**EXERCISE REQUIREMENTS**:
- a) Using the passage below about the Toy Yoda lawsuit, answer each question on its own line, marked (i), (ii), and (iii):
(i) What two claims did Berry allege when she sued?
(ii) What kind of joke does the writer prefer?
(iii) What occasion was the joke made for?
- b) Decide whether each statement below agrees with the passage about the Toy Yoda lawsuit. Answer yes or no and quote the words from the passage that settle it.
(i) Berry stayed in her job after the prank.
(ii) The writer has always enjoyed practical jokes.
(iii) The case ended in a settlement.
- c) Carry on the passage about the Toy Yoda lawsuit, starting right after its last sentence.

**SOURCE**:

Funny joke? Bad pun? Stupid prank? Cruel trick? Berry could've chosen any of these reactions. Instead, she quit her job and sued, alleging breach of contract and fraudulent misrepresentation. The case was recently settled, and Berry's lawyer said she received enough money to buy any Toyota she wants.

Ironically, if she had kept the Yoda doll, it might have turned out to be a collector's item in twenty years. Now, she'll just have an old Toyota.

I've never been a fan of practical jokes. They aren't really jokes, and they certainly aren't practical. Somebody tricks another person, and then the perpetrator laughs at the person who was tricked. I prefer the kind of joke where everybody gets to laugh.

However, as stupid as they may be, are practical jokes worth a lawsuit? You might hate puns, but should we outlaw them?

Did you notice what date this Toyota-Toy Yoda thing took place? It was an April Fool's joke. Will fear of lawsuits put an end to April Fool's Day? Will Santa Claus and the Easter Bunny become extinct out of fear of misrepresentation suits?

**DATA SUPPLIED**:
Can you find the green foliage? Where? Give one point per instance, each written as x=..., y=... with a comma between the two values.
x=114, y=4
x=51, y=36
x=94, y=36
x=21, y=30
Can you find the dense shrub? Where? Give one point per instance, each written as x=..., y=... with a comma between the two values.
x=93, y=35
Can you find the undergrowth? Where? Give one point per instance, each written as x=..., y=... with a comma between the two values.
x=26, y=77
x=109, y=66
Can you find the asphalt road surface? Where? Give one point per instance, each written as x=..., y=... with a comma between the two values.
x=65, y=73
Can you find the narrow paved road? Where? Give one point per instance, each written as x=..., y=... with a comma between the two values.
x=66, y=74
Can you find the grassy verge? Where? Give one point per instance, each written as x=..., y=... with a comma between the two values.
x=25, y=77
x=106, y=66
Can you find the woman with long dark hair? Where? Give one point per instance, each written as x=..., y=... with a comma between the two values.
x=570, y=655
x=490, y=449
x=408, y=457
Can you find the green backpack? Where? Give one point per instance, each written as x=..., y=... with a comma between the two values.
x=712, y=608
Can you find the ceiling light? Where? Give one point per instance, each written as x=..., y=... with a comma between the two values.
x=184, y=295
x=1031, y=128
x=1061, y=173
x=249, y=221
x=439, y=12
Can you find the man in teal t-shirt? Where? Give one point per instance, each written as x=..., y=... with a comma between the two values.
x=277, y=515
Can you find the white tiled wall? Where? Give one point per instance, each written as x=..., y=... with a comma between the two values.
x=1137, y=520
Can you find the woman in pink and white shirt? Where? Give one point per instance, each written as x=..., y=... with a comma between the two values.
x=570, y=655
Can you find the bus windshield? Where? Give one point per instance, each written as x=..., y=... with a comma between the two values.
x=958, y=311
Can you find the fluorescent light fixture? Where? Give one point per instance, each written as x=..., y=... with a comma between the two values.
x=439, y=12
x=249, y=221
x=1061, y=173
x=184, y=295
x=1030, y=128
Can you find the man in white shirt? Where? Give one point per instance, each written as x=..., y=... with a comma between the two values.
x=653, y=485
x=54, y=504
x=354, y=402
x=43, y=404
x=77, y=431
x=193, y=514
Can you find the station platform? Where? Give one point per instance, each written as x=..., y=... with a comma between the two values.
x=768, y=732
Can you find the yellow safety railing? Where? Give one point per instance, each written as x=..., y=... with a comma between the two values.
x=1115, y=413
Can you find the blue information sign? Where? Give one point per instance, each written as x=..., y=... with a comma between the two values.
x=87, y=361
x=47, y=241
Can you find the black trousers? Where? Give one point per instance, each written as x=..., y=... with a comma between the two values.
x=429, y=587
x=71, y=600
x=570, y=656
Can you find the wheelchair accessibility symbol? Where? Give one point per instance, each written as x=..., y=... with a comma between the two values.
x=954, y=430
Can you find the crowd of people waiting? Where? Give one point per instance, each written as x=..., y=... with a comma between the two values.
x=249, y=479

**ANSWER LIST**:
- a)
(i) Breach of contract and fraudulent misrepresentation.
(ii) The kind of joke where everybody gets to laugh.
(iii) April Fool's Day.

- b)
(i) No: "she quit her job and sued"
(ii) No: "I've never been a fan of practical jokes."
(iii) Yes: "The case was recently settled"

- c)
Albert Einstein said, "He who has never been deceived by a lie does not know the meaning of bliss." My main reason for bringing this up is that I like the idea of Einstein's thoughts being brought into a discussion of Hooters. But he does make a good point. It's not the end of the world if we happen to be the butt of a joke or are tricked by somebody.

I doubt that this was the first joke that the waitress was ever exposed to at the hallowed hall of Hooters. Her manager didn't suddenly get this kind of sense of humor. Also, jokes were probably exchanged all the time between waitresses and customers. But after this legal settlement, the laughter in Hooters has probably ended and the lawsuits are just beginning.

Next, maybe some customers will sue their waitresses if they happen to have padded bras or breast implants under their Hooters' T-shirts. Somebody could probably call that false advertising. Or, maybe I should say, falsie advertising.

Maybe I shouldn't.

People just take things too seriously today. We honk at people who drive too slowly. Or too fast. We get angry with those who don't agree with our politics or our religion. We hate our neighbors because they're too noisy, or because they think we're too noisy. Why is everybody so angry? All kinds of scientific research, not to mention that Robin Williams movie, has shown us how important laughing is for good health. Yet, we don't laugh enough. Instead, we sue.

Children and parents sue each other. Kids sue teachers. Clients sue lawyers. Lawyers sue lawyers. People who get hot coffee sue McDonald's.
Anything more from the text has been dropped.